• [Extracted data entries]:
+===+
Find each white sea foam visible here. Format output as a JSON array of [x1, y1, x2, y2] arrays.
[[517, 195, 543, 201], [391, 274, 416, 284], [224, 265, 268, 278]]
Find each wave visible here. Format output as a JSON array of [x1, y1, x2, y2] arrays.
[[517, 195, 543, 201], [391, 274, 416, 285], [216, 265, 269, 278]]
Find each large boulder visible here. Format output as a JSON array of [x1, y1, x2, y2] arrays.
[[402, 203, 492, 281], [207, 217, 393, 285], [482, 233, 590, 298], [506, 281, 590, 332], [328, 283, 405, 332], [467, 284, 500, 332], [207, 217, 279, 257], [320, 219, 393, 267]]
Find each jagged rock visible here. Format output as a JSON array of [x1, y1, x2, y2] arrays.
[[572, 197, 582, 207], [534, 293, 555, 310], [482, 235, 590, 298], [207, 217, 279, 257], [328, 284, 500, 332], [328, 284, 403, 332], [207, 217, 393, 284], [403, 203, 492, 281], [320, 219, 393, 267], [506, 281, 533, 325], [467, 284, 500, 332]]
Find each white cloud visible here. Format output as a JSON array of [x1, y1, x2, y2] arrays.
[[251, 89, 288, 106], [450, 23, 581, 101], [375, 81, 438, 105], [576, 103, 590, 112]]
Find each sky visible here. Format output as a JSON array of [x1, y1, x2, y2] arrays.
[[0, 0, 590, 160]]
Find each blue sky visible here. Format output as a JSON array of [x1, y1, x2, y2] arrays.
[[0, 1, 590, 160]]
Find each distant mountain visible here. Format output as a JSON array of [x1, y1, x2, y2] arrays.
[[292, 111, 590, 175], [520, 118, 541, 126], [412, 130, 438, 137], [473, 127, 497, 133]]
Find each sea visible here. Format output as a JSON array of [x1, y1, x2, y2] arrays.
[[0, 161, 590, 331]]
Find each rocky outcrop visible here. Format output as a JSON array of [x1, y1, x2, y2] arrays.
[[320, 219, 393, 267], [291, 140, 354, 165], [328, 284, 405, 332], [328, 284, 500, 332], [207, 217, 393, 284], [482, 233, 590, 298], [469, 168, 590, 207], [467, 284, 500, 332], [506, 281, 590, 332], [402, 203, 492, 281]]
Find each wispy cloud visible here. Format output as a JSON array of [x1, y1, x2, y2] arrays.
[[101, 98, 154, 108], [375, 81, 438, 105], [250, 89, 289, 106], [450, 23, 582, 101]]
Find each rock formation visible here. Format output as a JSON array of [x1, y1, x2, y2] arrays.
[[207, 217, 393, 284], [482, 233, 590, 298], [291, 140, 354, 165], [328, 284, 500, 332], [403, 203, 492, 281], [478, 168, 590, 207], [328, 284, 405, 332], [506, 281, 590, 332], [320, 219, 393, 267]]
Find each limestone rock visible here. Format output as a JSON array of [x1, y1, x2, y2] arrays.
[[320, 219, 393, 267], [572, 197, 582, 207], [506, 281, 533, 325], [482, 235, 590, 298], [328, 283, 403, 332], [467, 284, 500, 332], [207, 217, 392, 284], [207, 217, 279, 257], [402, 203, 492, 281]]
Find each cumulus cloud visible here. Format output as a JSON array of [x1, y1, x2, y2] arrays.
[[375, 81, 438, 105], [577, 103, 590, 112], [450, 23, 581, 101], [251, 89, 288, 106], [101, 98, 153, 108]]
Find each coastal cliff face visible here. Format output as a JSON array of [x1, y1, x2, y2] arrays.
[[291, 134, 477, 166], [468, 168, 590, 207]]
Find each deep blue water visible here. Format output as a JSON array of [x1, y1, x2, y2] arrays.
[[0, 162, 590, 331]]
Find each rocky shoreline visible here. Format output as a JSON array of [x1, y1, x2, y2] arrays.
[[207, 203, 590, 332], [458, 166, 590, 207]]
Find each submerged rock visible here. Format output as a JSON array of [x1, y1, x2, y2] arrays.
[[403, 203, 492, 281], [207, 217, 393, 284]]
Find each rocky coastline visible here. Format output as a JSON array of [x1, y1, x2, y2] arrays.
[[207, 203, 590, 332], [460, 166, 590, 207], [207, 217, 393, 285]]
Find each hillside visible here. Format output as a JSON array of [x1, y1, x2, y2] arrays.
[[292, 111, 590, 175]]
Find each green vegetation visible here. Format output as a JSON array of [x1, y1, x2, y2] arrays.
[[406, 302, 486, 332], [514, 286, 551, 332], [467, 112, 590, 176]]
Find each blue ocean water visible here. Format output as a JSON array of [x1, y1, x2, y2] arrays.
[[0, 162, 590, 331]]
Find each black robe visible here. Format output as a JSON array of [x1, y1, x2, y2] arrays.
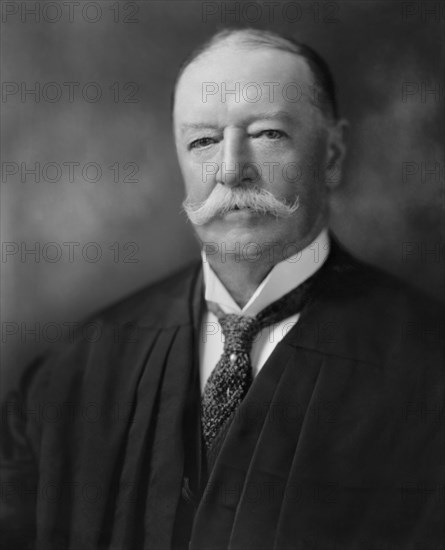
[[1, 242, 445, 550]]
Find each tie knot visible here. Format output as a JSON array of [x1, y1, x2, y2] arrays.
[[218, 314, 261, 352]]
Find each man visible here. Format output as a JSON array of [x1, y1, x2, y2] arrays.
[[3, 29, 445, 550]]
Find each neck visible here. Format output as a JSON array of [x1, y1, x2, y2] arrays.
[[202, 228, 320, 308]]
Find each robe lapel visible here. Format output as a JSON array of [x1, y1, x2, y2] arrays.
[[190, 337, 321, 550]]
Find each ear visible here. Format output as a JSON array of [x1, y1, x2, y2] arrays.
[[326, 118, 349, 189]]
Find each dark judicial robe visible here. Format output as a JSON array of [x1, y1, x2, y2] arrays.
[[1, 243, 445, 550]]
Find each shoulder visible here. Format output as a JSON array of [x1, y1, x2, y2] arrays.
[[299, 239, 445, 372], [326, 237, 445, 321]]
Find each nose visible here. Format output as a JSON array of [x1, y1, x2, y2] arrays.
[[218, 128, 257, 187]]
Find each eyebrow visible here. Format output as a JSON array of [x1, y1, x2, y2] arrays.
[[181, 111, 294, 131]]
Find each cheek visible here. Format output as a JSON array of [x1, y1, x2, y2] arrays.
[[181, 162, 215, 200]]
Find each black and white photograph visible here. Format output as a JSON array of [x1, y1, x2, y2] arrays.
[[0, 0, 445, 550]]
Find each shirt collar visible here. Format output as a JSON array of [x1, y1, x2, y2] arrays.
[[201, 229, 330, 316]]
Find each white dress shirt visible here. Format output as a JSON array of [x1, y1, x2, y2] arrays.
[[199, 229, 330, 391]]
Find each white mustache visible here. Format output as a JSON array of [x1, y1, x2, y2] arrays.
[[182, 183, 300, 225]]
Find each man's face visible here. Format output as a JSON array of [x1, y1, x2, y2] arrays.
[[174, 45, 342, 255]]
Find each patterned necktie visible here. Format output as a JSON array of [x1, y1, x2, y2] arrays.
[[201, 276, 316, 453]]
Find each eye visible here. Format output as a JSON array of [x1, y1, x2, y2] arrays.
[[188, 137, 216, 149], [254, 130, 286, 141]]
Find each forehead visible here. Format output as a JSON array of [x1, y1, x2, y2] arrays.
[[174, 45, 314, 123]]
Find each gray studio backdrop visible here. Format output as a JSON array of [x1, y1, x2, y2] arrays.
[[1, 0, 445, 388]]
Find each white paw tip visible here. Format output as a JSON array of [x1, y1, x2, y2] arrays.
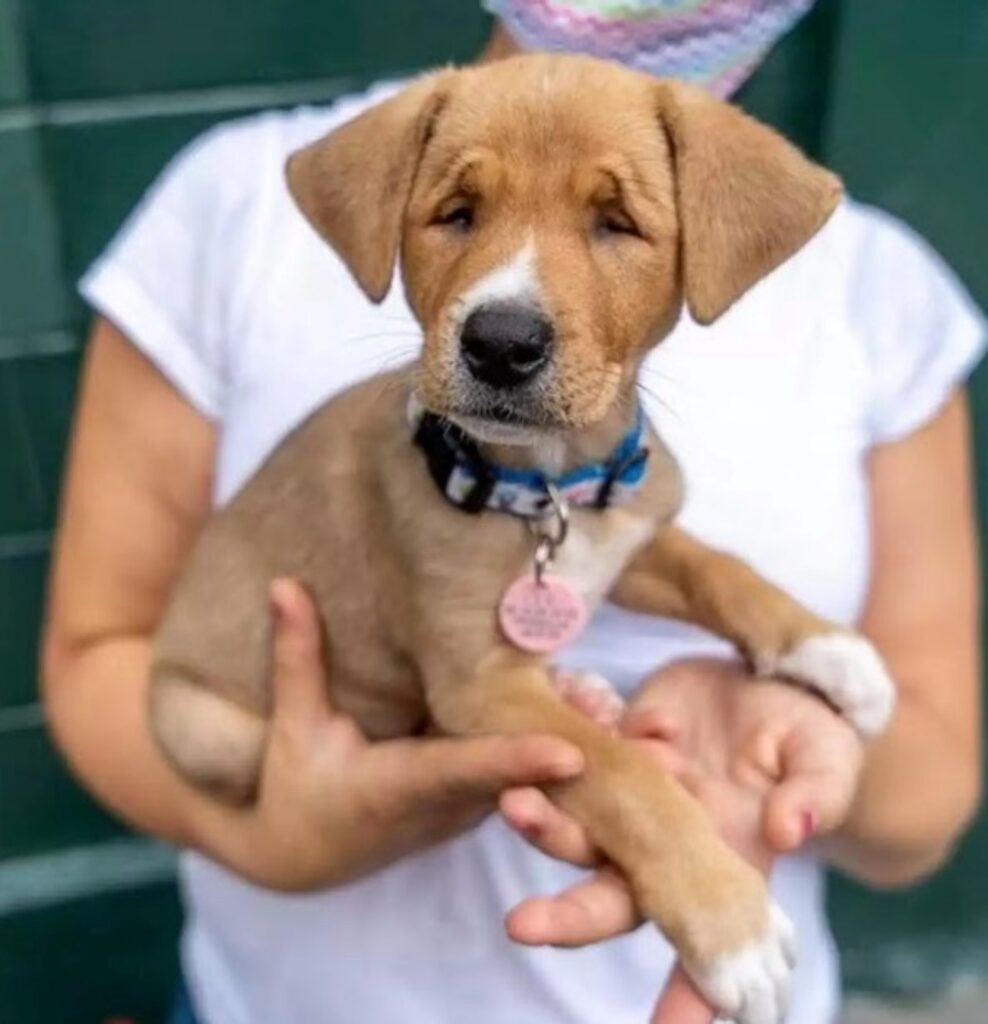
[[693, 904, 796, 1024], [758, 633, 895, 736], [552, 669, 625, 723]]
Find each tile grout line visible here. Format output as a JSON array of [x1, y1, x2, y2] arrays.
[[0, 72, 397, 132], [0, 839, 176, 921], [0, 328, 81, 362]]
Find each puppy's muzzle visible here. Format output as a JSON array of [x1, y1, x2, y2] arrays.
[[460, 303, 555, 390]]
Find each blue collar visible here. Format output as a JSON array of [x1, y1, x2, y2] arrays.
[[414, 409, 648, 519]]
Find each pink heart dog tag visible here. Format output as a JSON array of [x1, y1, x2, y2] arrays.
[[498, 575, 589, 654]]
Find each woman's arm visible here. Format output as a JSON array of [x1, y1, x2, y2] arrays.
[[43, 322, 581, 888], [826, 394, 981, 886]]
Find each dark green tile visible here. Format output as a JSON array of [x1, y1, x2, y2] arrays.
[[0, 129, 68, 338], [733, 0, 842, 157], [0, 724, 124, 860], [0, 548, 48, 708], [0, 360, 47, 536], [827, 0, 988, 305], [0, 0, 28, 108], [43, 95, 358, 281], [44, 114, 255, 281], [0, 884, 180, 1024], [829, 806, 988, 995], [0, 352, 79, 536], [26, 0, 486, 99]]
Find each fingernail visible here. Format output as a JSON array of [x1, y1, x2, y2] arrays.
[[800, 811, 816, 843], [550, 751, 584, 778]]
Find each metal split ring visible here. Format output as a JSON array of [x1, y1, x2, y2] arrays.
[[528, 482, 569, 584]]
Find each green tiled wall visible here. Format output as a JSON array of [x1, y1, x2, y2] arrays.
[[0, 0, 988, 1024]]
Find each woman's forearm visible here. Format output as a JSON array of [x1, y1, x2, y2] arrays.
[[824, 698, 980, 888]]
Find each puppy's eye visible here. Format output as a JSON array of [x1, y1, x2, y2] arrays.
[[432, 203, 473, 231], [594, 209, 644, 239]]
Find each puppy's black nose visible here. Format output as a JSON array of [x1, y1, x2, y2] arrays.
[[460, 305, 553, 388]]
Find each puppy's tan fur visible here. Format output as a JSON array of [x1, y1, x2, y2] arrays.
[[152, 56, 872, 1019]]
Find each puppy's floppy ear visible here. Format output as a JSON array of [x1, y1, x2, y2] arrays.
[[286, 71, 456, 302], [658, 82, 842, 324]]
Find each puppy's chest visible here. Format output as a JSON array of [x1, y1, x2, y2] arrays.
[[551, 509, 657, 606]]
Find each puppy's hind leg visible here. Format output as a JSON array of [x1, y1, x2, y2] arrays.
[[425, 654, 793, 1024], [149, 666, 268, 805]]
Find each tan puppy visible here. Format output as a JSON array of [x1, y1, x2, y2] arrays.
[[152, 56, 893, 1024]]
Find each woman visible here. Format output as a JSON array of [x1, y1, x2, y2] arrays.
[[38, 0, 983, 1024]]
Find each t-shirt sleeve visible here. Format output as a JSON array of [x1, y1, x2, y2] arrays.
[[850, 211, 986, 443], [79, 119, 274, 419]]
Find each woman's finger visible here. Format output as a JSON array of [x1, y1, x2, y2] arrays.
[[649, 965, 717, 1024], [506, 867, 641, 946], [379, 735, 584, 807], [270, 580, 333, 726], [500, 786, 600, 867], [762, 724, 862, 853]]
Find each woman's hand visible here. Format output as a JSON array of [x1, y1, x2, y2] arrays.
[[501, 659, 862, 1024], [231, 581, 583, 890]]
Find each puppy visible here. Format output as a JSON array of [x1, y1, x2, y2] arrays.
[[151, 55, 893, 1024]]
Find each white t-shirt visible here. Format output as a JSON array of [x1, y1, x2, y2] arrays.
[[82, 85, 984, 1024]]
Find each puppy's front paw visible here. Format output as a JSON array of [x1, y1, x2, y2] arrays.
[[550, 669, 625, 729], [756, 632, 896, 736], [686, 903, 796, 1024]]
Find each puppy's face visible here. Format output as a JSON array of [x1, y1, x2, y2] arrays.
[[289, 55, 840, 440], [401, 59, 681, 434]]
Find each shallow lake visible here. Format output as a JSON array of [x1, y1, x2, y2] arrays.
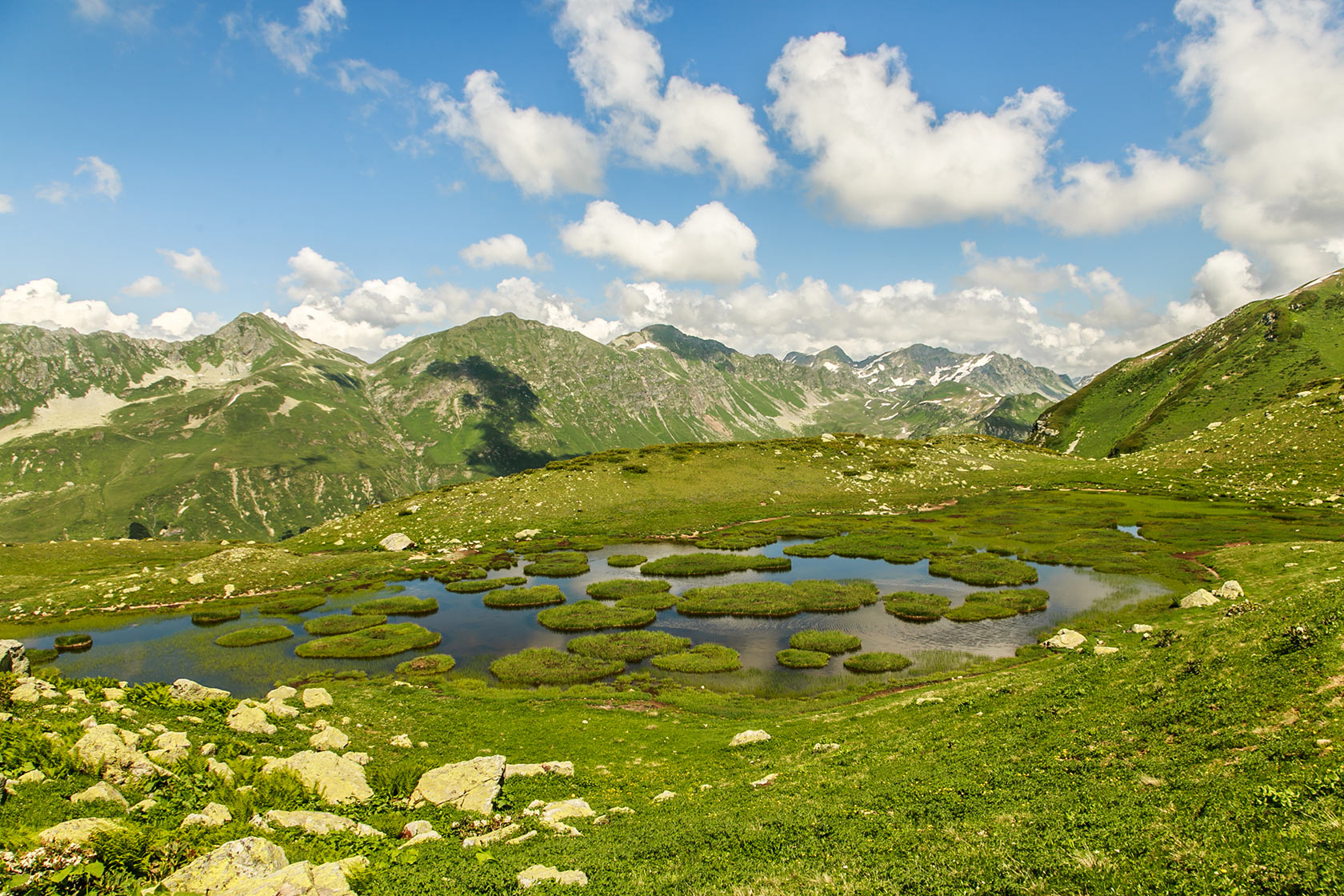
[[13, 542, 1162, 696]]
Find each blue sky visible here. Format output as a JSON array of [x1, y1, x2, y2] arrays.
[[0, 0, 1344, 374]]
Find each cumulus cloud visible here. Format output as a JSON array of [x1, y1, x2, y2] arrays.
[[457, 234, 550, 270], [121, 274, 168, 298], [561, 200, 761, 283], [557, 0, 778, 186], [422, 71, 602, 196], [158, 247, 225, 293], [1176, 0, 1344, 289], [766, 34, 1207, 234]]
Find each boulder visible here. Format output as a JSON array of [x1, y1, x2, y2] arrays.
[[1046, 629, 1087, 650], [168, 678, 229, 702], [411, 756, 506, 815], [71, 724, 168, 785], [729, 730, 770, 747], [38, 818, 121, 846], [262, 750, 374, 805], [518, 865, 587, 890], [378, 532, 415, 550], [0, 638, 32, 676], [1180, 588, 1219, 610], [253, 809, 386, 837], [70, 781, 130, 810]]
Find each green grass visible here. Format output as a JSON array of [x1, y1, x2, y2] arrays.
[[566, 631, 691, 662], [844, 650, 911, 672], [587, 579, 672, 601], [789, 629, 863, 653], [294, 622, 442, 659], [536, 601, 658, 631], [929, 554, 1038, 587], [215, 626, 294, 647], [640, 554, 793, 576], [304, 613, 387, 635], [490, 647, 625, 685], [676, 579, 878, 617], [886, 591, 951, 622], [482, 584, 565, 609], [649, 643, 742, 674], [397, 653, 457, 676], [774, 647, 830, 669], [350, 594, 438, 617]]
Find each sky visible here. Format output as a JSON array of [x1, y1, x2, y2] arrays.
[[0, 0, 1344, 374]]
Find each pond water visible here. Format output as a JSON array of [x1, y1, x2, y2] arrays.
[[13, 542, 1162, 696]]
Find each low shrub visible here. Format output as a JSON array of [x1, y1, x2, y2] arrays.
[[294, 622, 443, 659], [649, 643, 742, 673], [566, 631, 691, 662], [484, 584, 565, 609], [304, 613, 387, 635], [490, 647, 625, 685], [350, 594, 438, 617], [640, 554, 793, 576], [774, 647, 830, 669], [215, 626, 294, 647], [785, 629, 863, 653], [536, 601, 658, 631], [844, 650, 911, 672], [886, 591, 951, 622]]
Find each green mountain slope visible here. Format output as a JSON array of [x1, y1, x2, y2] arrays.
[[1032, 271, 1344, 457]]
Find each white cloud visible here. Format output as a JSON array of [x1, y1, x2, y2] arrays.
[[256, 0, 346, 75], [557, 0, 778, 186], [121, 274, 168, 298], [158, 247, 225, 293], [458, 234, 550, 270], [422, 71, 602, 196], [75, 156, 121, 200], [561, 200, 761, 282], [1176, 0, 1344, 283]]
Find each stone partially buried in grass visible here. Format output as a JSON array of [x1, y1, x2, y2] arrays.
[[482, 584, 565, 610], [536, 601, 658, 631], [774, 647, 830, 669], [350, 594, 438, 617], [789, 629, 863, 653], [215, 626, 294, 647], [294, 622, 443, 659], [886, 591, 951, 622], [844, 650, 911, 672], [304, 613, 387, 635], [490, 647, 625, 685], [649, 643, 742, 673], [566, 631, 691, 662]]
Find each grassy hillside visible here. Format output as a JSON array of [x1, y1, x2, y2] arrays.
[[1034, 273, 1344, 457]]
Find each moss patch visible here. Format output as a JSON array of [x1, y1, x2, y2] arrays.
[[649, 643, 742, 673], [490, 647, 625, 685], [536, 601, 658, 631], [785, 629, 863, 653], [294, 622, 442, 659], [215, 626, 294, 647]]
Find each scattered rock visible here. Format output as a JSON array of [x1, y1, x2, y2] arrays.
[[729, 730, 770, 747], [518, 865, 587, 890], [168, 678, 230, 702], [70, 781, 130, 810], [262, 750, 374, 803], [1046, 629, 1087, 650], [410, 756, 506, 814], [504, 759, 574, 779], [378, 532, 415, 550], [182, 803, 234, 827], [1180, 588, 1219, 610]]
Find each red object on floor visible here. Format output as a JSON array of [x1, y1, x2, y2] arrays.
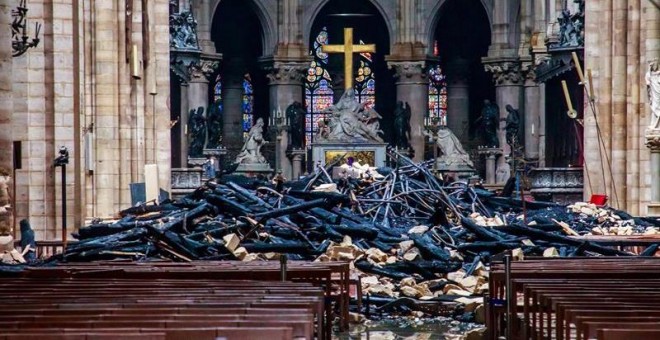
[[589, 194, 608, 205]]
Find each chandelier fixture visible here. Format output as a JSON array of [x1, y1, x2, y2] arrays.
+===+
• [What you should do]: Copy the items from the line with "Find each nose" up to and including the line with "[[1, 0, 445, 388]]", changing "necktie" to "tie" and leaving everything else the same.

• [Exercise solution]:
Find each nose visible here. Format output as a JSON array of [x1, y1, x2, y2] arrays.
[[218, 128, 257, 187]]
Find each eyebrow visible here. Format output as a JSON array of [x1, y1, x2, y2] arrays.
[[181, 111, 294, 131]]
Find each cheek visible here. Format output as a JSON array of [x1, y1, x2, y2] arrays.
[[181, 162, 215, 200]]
Find each black and white photograph visible here. Format output as a JSON array of [x1, y1, x2, y2] arrays.
[[0, 0, 445, 550]]
Find each shirt collar visible here. Format output as a JSON array of [x1, y1, x2, y2] arrays.
[[201, 229, 330, 316]]
Find each white dress shirt visible here. Format output as a JSON array of [x1, y1, x2, y2] arrays.
[[199, 229, 330, 391]]
Find each white mustache visible here. Format output as a JSON array of [x1, y1, x2, y2] arrays.
[[182, 183, 300, 225]]
Find each man's face visible here. Format output as a JSON array of [x1, y1, x2, y2] arrays.
[[174, 45, 342, 255]]
Find each patterned tie visible here. Format output as a JSON array of [x1, y1, x2, y2] arrays.
[[201, 276, 316, 453]]
Find each eye visible here. Format output as a JSON array of [x1, y1, x2, y2] arrays.
[[188, 137, 216, 149], [254, 130, 286, 141]]
Find each forehead visible here. Format output as a JSON array of [x1, y1, x2, y2] arrays.
[[174, 45, 314, 123]]
Find each gray studio backdrop visible here. Format output as a JSON array of [x1, y1, x2, y2] arrays.
[[1, 0, 445, 388]]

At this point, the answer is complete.